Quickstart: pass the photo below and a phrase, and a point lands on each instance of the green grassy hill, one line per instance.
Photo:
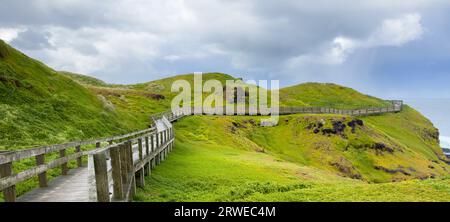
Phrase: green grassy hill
(305, 158)
(40, 106)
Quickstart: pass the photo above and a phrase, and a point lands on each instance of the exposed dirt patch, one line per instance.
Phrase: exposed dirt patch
(346, 169)
(393, 171)
(380, 148)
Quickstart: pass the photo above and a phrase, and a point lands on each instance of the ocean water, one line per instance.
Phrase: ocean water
(438, 111)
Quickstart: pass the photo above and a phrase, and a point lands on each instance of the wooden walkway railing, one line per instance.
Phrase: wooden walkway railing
(159, 144)
(115, 170)
(395, 106)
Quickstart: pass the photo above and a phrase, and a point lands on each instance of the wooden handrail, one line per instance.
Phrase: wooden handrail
(155, 151)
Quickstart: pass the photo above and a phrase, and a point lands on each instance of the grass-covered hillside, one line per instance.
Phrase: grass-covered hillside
(393, 157)
(327, 95)
(40, 106)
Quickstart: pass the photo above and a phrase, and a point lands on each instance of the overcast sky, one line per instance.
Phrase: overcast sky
(392, 49)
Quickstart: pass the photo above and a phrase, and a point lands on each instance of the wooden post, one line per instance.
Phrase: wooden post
(148, 169)
(140, 148)
(131, 167)
(79, 159)
(114, 152)
(124, 166)
(157, 140)
(40, 159)
(140, 180)
(152, 145)
(101, 177)
(9, 194)
(62, 153)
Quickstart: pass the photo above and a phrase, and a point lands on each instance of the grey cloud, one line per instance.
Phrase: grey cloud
(32, 39)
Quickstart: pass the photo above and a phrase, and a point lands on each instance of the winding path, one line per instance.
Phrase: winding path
(84, 184)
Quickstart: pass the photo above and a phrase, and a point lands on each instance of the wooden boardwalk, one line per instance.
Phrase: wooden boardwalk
(114, 171)
(73, 187)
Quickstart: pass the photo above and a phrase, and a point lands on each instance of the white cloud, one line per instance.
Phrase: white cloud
(9, 34)
(396, 32)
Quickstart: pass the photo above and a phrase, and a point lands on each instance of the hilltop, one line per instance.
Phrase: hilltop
(305, 157)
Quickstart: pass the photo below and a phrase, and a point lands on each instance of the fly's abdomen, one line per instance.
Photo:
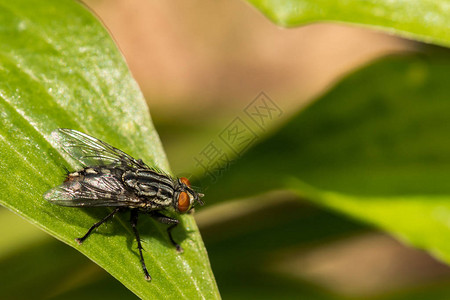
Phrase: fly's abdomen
(157, 188)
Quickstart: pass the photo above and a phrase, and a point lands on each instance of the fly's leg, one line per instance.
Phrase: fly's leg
(133, 221)
(96, 225)
(173, 223)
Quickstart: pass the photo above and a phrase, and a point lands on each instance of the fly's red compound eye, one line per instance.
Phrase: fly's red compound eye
(185, 181)
(183, 202)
______________________________
» Written task
Reproduce all of the data above with every "instance" swapped for "occurrence" and everything else left as it is. Omit the pictures from your copy.

» Solution
Quickstart: pass the photo below and a phrase, and a point lands on each occurrence of the green grassy hill, one line per occurrence.
Photo:
Phrase: green grassy hill
(305, 158)
(40, 106)
Quickstart: pass the photo above and a phrase, and a point lands on each occurrence of the exposed dirt patch, one line per occurrence.
Phrase: exposed dirt patch
(346, 169)
(393, 171)
(380, 148)
Quickstart: pass the photo above and a phrase, and a point lands on each occurrence of the ocean water, one line per occurrence.
Phrase: ocean water
(438, 111)
Quickstart: pass the photo above and a phrase, and a point lands on each occurrence of the wooden walkway railing, one line per occurrence.
Phrase: wooden walkway railing
(159, 144)
(115, 170)
(395, 106)
Quickstart: pass the photo above and a phrase, and a point lands on each occurrence of the wooden handrail, one line per occurrence.
Phrase: wooden handrail
(155, 151)
Quickstart: pass the photo above and a phrase, and a point lands on each occurrence of the grass-covered hillside, one line per occurrence.
Phrase: grass-covered hillside
(393, 157)
(327, 95)
(40, 106)
Quickstart: pass the photo above and a phrase, and a point lands on each occurrence of the overcast sky, one line per occurrence.
Phrase: overcast sky
(392, 49)
Quickstart: pass the photo above and a phrase, and a point lands on each occurrence of the wooden post, one line per occurrence.
Phrase: wooden post
(148, 169)
(140, 148)
(131, 167)
(79, 159)
(114, 152)
(124, 166)
(157, 140)
(40, 159)
(140, 180)
(152, 145)
(101, 177)
(9, 194)
(62, 153)
Quickstart: pass the photo above and a phrase, and a point lands on each occurrence of the grey cloud, one line per occurrence.
Phrase: grey cloud
(32, 39)
Quickstart: pass the photo above and a phrase, and a point lands on each occurrence of the winding path, one line per occurrence.
Phrase: winding path
(84, 184)
Quickstart: pass the photo above and a phrase, and a point lands on each occurrence of the wooden boardwalk, one line per occurrence.
Phrase: wooden boardwalk
(114, 171)
(73, 187)
Quickstart: pass the photo above and a phrase, and a point lands on each occurrence of the white cloud, one line per occurrence.
Phrase: white cloud
(9, 34)
(396, 32)
Quickstart: pass the photo above and a phrase, and a point lands on each occurrence of the hilltop, one line per occurrence.
Phrase: hilltop
(305, 157)
Quickstart: pass the photo below and a phrase, and a point lands on each occurrence of the fly's abdomen, one line per occurrence.
Photo:
Phrase: fly's abdomen
(157, 188)
Quickstart: pass the photo above and a phrase, and a point lands on each occurrence of the fly's leg, one line per occurrence.
Phrase: fly's leg
(133, 221)
(96, 225)
(173, 223)
Quickstart: pass the photo above and a phrase, and a point lands on each occurrence of the fly's red compound eye, one line per occurrence.
Phrase: fly's red compound eye
(185, 181)
(183, 202)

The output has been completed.